What needs to be done — Lines from the one containing "Traffic-operations request: mark the white fork" through the last line of the data are to be repeated word for word, both ends included.

**** Dataset

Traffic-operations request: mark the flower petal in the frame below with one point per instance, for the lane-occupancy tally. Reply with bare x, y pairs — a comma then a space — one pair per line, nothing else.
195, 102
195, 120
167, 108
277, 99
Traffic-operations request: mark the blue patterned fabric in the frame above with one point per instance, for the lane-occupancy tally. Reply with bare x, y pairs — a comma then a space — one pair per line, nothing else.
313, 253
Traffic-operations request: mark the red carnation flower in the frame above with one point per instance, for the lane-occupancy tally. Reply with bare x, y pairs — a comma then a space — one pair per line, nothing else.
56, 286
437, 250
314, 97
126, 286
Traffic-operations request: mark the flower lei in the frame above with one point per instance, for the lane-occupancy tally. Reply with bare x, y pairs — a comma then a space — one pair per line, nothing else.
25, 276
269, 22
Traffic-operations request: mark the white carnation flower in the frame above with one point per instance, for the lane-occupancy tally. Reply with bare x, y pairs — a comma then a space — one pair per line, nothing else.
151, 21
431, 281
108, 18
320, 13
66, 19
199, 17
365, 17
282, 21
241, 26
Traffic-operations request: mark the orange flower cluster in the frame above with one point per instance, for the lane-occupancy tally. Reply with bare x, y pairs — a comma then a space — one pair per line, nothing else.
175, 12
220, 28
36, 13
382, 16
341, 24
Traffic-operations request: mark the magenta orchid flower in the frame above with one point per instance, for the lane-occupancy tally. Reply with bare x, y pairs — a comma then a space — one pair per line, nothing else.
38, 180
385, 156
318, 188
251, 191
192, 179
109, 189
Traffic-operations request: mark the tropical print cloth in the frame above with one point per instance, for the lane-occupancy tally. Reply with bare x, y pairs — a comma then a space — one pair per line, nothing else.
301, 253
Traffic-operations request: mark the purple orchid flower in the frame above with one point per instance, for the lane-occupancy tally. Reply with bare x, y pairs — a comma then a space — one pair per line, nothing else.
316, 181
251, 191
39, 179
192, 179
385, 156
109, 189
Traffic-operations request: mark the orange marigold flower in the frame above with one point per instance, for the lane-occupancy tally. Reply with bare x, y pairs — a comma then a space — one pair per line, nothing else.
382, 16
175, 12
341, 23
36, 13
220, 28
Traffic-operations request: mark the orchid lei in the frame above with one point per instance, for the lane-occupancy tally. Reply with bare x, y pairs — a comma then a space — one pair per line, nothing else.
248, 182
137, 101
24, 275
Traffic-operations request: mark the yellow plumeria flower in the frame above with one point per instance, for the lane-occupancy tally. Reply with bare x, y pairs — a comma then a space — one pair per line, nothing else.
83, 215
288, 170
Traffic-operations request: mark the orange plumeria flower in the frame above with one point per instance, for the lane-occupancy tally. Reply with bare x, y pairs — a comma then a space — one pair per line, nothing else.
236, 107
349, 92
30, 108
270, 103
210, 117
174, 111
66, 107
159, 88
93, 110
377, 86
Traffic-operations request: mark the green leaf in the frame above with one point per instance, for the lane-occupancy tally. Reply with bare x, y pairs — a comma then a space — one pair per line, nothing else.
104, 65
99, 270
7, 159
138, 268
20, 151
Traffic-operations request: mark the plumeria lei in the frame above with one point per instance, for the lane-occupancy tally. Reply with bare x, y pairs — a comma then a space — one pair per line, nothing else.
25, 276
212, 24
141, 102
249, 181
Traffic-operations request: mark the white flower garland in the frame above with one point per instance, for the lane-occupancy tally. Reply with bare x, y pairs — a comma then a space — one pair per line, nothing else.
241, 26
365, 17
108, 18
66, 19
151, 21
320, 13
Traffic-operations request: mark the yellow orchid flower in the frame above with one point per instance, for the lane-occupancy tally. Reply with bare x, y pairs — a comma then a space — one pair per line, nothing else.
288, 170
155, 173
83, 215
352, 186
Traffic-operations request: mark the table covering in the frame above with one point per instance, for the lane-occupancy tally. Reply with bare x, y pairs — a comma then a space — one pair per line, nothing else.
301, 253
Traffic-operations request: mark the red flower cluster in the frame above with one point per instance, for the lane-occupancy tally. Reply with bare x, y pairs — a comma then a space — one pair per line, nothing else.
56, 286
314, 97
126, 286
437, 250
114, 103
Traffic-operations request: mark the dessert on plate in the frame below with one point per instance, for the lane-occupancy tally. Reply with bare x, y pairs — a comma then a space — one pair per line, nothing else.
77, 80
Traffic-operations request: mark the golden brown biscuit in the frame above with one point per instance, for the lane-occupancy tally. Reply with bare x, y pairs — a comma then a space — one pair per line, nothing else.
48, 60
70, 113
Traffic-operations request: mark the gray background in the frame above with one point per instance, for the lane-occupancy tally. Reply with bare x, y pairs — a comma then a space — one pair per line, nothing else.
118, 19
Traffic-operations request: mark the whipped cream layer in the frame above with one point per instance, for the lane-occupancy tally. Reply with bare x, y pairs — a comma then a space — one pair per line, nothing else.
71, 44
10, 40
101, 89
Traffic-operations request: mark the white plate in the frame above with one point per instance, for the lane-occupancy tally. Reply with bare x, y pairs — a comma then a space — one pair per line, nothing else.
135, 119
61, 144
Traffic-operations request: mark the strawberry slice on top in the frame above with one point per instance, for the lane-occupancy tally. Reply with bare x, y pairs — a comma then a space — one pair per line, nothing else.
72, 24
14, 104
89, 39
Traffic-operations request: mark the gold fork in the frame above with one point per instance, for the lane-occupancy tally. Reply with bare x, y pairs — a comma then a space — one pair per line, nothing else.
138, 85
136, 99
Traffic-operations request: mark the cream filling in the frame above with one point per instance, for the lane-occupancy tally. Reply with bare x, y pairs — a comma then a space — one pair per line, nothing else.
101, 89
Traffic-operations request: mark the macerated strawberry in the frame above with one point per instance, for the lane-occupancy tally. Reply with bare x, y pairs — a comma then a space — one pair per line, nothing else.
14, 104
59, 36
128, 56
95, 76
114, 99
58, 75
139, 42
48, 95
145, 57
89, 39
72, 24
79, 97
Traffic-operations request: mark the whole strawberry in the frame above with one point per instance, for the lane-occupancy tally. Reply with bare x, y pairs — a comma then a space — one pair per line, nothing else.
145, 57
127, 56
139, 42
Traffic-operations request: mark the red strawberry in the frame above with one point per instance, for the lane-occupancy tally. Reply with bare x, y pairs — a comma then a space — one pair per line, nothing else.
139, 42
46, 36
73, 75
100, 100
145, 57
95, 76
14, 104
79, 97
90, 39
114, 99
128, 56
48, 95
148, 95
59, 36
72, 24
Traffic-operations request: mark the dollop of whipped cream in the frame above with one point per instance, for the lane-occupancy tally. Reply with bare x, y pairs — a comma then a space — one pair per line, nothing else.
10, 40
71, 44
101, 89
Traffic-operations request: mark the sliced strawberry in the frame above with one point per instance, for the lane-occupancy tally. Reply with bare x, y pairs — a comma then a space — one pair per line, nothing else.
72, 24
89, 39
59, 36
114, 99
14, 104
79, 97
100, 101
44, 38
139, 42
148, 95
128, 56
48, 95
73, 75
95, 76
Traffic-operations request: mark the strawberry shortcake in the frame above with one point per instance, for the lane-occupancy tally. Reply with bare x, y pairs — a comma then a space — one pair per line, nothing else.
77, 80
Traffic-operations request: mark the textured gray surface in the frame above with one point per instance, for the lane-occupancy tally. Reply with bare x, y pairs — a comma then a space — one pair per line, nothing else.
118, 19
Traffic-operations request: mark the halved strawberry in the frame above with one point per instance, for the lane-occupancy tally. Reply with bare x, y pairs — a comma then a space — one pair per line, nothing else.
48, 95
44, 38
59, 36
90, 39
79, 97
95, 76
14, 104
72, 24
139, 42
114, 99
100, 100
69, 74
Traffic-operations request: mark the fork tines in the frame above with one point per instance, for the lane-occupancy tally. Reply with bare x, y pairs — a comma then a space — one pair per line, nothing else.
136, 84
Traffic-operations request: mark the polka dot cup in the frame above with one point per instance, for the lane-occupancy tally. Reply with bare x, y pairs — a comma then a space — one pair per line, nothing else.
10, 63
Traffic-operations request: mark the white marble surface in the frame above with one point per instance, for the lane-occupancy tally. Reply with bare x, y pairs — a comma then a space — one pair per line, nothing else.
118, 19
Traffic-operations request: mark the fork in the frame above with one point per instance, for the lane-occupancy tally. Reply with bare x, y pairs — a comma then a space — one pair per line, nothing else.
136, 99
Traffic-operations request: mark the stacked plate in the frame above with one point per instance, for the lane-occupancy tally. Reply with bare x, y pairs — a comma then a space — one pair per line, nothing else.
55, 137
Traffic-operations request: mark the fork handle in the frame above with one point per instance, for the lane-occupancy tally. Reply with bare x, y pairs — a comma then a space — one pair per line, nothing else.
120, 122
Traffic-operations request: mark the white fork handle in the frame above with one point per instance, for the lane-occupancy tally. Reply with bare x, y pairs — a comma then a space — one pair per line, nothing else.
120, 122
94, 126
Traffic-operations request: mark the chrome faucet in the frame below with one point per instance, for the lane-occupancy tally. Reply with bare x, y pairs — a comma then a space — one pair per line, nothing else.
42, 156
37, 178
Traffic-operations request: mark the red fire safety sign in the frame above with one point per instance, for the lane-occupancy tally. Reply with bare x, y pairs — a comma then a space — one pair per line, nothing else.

********

Solution for this exercise —
Traffic-operations request: mark the white fork handle in the frame above with one point per instance, for the lane-occupancy tally. Reply with bare x, y pairs — a comma then a space — one pair per line, nothing else.
120, 122
94, 126
Traffic-operations request: mark the chrome faucet in the frame below with one point per instance, for the lane-occupancy tally. Reply with bare x, y pairs — a comma then a space — one pair per line, nothing else.
42, 156
37, 178
Traffic-operations request: mark the red fire safety sign in the frame above with one point per instance, for the lane-occupancy tally. Reply with bare x, y pairs — a comma then a space — one pair per line, nothing else.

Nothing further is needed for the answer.